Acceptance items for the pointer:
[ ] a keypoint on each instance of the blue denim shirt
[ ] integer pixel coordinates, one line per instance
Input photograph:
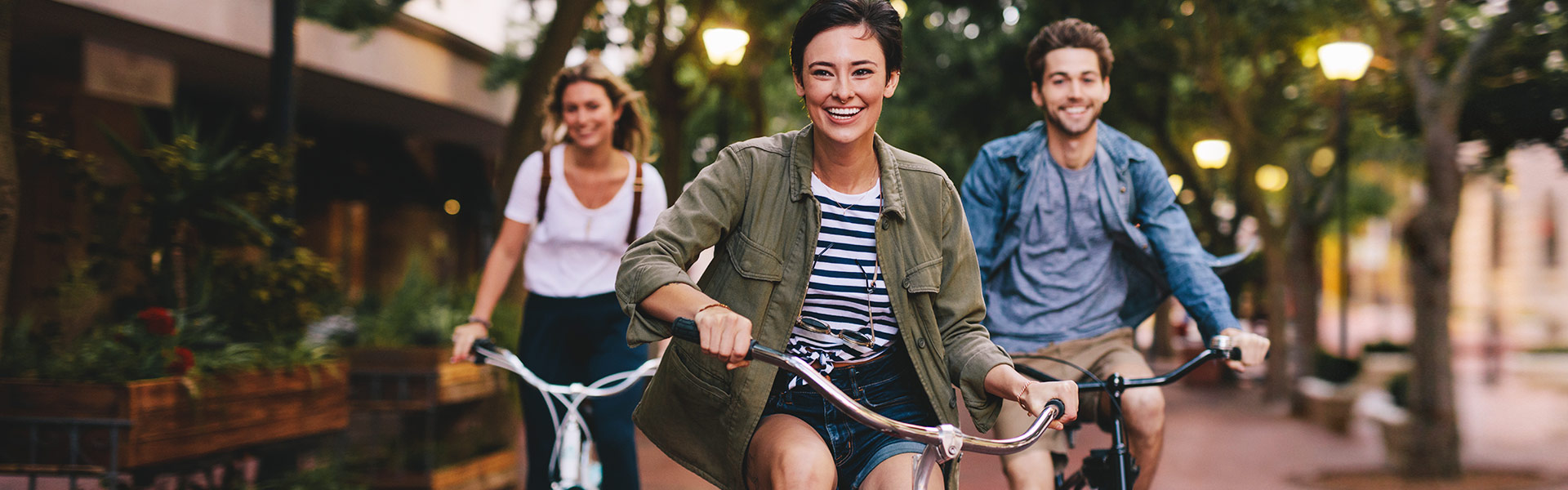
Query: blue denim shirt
(1142, 217)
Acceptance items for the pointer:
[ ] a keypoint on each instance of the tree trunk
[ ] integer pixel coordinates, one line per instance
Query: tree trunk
(1275, 277)
(1435, 439)
(1307, 285)
(10, 183)
(281, 105)
(526, 131)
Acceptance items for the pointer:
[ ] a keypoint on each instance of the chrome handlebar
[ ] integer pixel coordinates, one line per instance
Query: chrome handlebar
(944, 437)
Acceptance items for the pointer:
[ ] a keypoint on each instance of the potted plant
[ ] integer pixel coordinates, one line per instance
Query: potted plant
(1327, 396)
(421, 421)
(1387, 408)
(206, 352)
(1380, 362)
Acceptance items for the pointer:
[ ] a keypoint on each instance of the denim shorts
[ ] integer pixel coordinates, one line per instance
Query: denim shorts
(886, 385)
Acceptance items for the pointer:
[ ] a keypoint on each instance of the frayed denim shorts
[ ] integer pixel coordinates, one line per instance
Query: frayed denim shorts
(888, 385)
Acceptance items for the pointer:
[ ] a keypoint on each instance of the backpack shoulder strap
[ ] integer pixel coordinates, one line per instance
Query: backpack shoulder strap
(637, 204)
(545, 185)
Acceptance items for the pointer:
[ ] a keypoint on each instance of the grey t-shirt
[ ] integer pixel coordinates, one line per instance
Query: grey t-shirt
(1065, 282)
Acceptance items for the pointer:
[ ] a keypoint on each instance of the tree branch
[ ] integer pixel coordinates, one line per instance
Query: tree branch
(1481, 46)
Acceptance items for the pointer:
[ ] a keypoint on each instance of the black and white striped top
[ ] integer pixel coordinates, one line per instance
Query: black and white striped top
(847, 291)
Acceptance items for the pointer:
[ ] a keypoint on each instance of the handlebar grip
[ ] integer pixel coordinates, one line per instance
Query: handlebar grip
(474, 350)
(1062, 408)
(686, 328)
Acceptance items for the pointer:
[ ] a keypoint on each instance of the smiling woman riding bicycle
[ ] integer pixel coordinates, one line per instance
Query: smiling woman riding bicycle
(835, 247)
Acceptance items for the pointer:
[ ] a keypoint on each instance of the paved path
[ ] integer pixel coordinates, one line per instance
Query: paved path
(1230, 439)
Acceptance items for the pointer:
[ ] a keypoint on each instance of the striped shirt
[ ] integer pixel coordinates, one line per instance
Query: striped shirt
(845, 291)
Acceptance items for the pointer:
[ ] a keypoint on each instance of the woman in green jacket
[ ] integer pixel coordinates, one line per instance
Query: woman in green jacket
(835, 247)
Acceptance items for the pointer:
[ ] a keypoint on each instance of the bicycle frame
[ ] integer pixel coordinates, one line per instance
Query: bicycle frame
(1120, 459)
(942, 442)
(572, 440)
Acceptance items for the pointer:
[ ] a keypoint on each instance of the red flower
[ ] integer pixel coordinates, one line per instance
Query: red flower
(157, 321)
(184, 360)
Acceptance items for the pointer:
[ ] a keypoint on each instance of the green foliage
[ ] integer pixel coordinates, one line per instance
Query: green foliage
(363, 16)
(272, 301)
(1334, 369)
(137, 350)
(421, 311)
(330, 476)
(1387, 347)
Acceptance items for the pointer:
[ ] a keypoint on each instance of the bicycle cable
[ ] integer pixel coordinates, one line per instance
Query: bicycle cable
(1114, 403)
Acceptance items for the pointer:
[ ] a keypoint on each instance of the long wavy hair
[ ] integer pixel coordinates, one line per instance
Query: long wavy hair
(632, 132)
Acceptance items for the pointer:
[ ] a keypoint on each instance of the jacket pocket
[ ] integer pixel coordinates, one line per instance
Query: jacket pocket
(925, 277)
(688, 365)
(753, 261)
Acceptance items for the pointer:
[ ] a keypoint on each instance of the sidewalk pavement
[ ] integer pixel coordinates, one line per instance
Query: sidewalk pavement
(1232, 439)
(1223, 439)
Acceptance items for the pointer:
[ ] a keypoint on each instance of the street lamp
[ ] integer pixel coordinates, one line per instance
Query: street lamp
(725, 46)
(1344, 61)
(1211, 153)
(1272, 178)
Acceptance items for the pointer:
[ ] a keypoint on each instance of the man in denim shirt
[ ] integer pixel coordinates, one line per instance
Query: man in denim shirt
(1079, 239)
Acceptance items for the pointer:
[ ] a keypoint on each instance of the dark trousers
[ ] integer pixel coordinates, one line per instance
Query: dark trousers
(579, 341)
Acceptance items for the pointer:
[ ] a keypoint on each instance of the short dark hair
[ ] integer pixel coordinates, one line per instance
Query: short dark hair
(1067, 33)
(879, 16)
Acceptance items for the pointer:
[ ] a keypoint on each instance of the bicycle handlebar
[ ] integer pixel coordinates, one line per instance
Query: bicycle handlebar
(946, 437)
(485, 352)
(1218, 349)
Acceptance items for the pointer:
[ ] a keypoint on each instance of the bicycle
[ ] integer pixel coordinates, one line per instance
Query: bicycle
(1116, 467)
(942, 443)
(569, 459)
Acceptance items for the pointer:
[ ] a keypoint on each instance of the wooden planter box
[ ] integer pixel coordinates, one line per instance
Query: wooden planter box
(416, 398)
(416, 379)
(1325, 404)
(496, 470)
(1394, 426)
(162, 420)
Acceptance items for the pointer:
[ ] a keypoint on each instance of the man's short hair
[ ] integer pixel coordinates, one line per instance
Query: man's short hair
(1067, 33)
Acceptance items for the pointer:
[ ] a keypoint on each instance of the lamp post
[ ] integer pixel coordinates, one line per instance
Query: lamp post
(1211, 153)
(725, 46)
(1344, 61)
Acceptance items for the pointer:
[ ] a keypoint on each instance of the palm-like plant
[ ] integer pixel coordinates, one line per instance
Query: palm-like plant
(201, 190)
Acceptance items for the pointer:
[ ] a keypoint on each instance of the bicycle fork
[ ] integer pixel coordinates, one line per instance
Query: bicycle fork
(1116, 466)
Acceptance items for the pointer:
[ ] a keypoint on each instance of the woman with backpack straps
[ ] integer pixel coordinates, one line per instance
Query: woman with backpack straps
(576, 204)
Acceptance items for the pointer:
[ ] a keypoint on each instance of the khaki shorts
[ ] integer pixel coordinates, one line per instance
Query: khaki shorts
(1101, 355)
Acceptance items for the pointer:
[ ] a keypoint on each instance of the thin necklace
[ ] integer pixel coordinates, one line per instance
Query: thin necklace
(871, 280)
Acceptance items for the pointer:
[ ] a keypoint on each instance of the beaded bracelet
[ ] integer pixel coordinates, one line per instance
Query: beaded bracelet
(1021, 399)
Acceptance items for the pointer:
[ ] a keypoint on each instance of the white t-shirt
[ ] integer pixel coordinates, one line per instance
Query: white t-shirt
(577, 250)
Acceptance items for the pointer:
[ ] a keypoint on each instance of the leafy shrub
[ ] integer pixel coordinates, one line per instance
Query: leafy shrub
(1385, 346)
(1333, 368)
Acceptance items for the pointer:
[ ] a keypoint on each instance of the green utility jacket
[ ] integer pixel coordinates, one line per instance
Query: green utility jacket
(756, 209)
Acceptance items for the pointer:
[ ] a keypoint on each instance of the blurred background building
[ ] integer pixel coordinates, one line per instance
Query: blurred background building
(399, 124)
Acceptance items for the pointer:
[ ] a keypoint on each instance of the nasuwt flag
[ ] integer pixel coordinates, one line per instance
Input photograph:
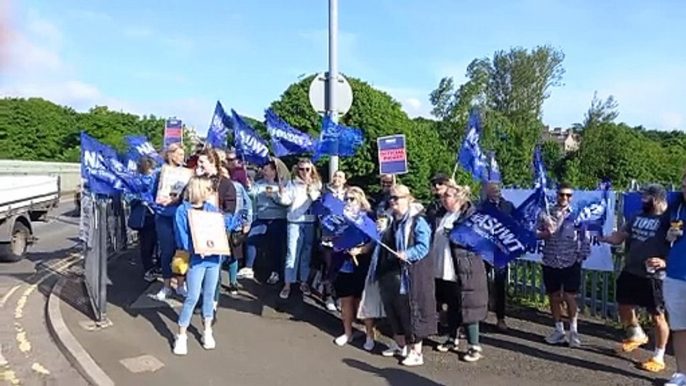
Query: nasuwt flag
(495, 236)
(285, 139)
(248, 145)
(471, 157)
(219, 128)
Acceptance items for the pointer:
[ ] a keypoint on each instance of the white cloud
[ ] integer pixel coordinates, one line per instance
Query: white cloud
(415, 102)
(37, 69)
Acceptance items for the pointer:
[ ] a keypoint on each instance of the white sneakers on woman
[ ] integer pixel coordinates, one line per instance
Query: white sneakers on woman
(345, 339)
(181, 343)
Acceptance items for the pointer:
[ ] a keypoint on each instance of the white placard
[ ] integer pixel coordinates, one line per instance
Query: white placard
(601, 254)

◆ ◆ ◆

▸ WORK TO DO
Output the records from the start up to and including the line with "(1142, 217)" as a two-column CSV with the headers record_text and record_answer, one row per record. Put each field in quotation marks, turn line breaks into spaces, and leave the picture out.

▸ SOLUTION TO THIS PROBLEM
record_text,record_answer
"Acceptance items for the pointer: [ ] a keypoint on each instance of the blue denim shirt [ ] integer pixel coordinates, one line per instance Input photograph: Query: blue denim shirt","(1142, 217)"